>>>

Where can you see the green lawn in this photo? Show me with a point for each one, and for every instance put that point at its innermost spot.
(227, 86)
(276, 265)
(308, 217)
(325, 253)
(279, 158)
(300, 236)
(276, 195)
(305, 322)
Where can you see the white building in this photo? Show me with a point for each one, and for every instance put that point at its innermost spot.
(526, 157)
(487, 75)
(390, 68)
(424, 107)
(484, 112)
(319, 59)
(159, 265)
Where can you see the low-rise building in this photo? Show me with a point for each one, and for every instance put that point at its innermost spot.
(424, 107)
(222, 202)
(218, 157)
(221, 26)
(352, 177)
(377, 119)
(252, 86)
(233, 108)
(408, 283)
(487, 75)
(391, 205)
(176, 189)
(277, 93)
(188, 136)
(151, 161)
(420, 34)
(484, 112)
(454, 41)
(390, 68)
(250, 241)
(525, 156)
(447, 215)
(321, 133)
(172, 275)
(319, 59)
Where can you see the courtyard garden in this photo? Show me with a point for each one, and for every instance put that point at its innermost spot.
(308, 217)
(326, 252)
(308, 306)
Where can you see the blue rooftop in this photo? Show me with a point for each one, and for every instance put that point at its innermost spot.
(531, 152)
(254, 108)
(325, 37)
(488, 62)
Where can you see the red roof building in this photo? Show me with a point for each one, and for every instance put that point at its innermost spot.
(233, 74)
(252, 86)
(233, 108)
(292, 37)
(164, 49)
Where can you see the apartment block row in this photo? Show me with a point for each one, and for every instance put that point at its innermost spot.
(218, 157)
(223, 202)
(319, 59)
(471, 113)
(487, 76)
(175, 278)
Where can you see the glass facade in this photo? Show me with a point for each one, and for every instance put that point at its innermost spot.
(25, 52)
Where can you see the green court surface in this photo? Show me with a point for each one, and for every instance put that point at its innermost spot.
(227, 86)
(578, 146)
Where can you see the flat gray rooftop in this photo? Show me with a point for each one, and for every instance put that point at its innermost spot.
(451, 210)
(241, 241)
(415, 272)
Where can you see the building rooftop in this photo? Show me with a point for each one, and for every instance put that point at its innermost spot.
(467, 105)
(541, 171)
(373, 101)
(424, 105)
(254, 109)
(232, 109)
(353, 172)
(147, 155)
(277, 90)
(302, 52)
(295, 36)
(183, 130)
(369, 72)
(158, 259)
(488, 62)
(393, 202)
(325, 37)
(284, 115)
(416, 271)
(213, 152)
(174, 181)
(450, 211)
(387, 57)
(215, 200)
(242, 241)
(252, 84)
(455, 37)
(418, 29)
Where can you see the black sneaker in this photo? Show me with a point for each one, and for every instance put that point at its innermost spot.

<<<

Work instructions: Repeat each entry above, keeping every word exact.

Worked solution:
Where can you see the green lawn in this photo? Show me with a point for each one, and for every instance put that point at its innermost spot.
(227, 86)
(276, 265)
(308, 217)
(325, 253)
(279, 158)
(300, 236)
(276, 195)
(305, 322)
Where can you see the white building in this photo? Show me with a point for each one, and for every instance put that point at its innermost spot.
(526, 157)
(487, 75)
(390, 68)
(424, 107)
(484, 112)
(319, 59)
(159, 265)
Where can you see the low-rise building in this photo? Show me with a point for each one, and for every instance put that point at its innermost spot.
(424, 107)
(222, 202)
(218, 157)
(221, 26)
(352, 177)
(377, 119)
(252, 86)
(233, 108)
(408, 283)
(487, 75)
(391, 205)
(176, 189)
(277, 93)
(188, 136)
(151, 161)
(420, 34)
(484, 112)
(454, 41)
(390, 68)
(250, 241)
(525, 156)
(447, 215)
(321, 133)
(172, 275)
(319, 59)
Where can you see the courtyard garden in this photo? Show me with a point for each one, and for every instance put that point at its innermost spot.
(308, 217)
(326, 252)
(308, 306)
Where can you see the blue rooftop in this photo? Show me with a point for each one, and for every instance put that point at its innermost spot.
(531, 152)
(254, 108)
(325, 37)
(488, 62)
Where can you see the red roof building in this photo? Show me with a point for each one, and for every instance put that point at its innermost spot.
(233, 74)
(252, 86)
(233, 108)
(292, 37)
(164, 49)
Where can you see the apartment block row in this photo? Show me with a point for each one, and for every instance put that point at its innermost spot.
(218, 157)
(223, 202)
(319, 59)
(471, 113)
(487, 76)
(175, 278)
Where can you see the glass facade in this photo? Show me with a point for each one, and for every instance put that point at its innermost spot.
(25, 52)
Where can you see the green court surface in this photo? Show me with a point for each one, and for every instance put that point at its innermost spot.
(227, 86)
(578, 146)
Where can you see the flat gray rooftop in this photo? Show me with a point for each one, and for every instance put that point at its innermost spot.
(451, 210)
(241, 241)
(415, 272)
Where can you see the building rooftop in this photo? Show me with a point for each one, and for every instance put that point at its innermost spot.
(467, 105)
(541, 171)
(373, 101)
(424, 105)
(254, 109)
(232, 109)
(353, 172)
(147, 155)
(277, 90)
(302, 52)
(295, 36)
(183, 130)
(369, 72)
(158, 259)
(488, 62)
(393, 202)
(325, 37)
(284, 115)
(416, 271)
(213, 152)
(174, 181)
(450, 211)
(387, 57)
(215, 200)
(242, 241)
(252, 84)
(455, 37)
(418, 29)
Where can you see the black sneaker in this photo? Show me with a point for each one, and for every instance put that point at its innermost spot.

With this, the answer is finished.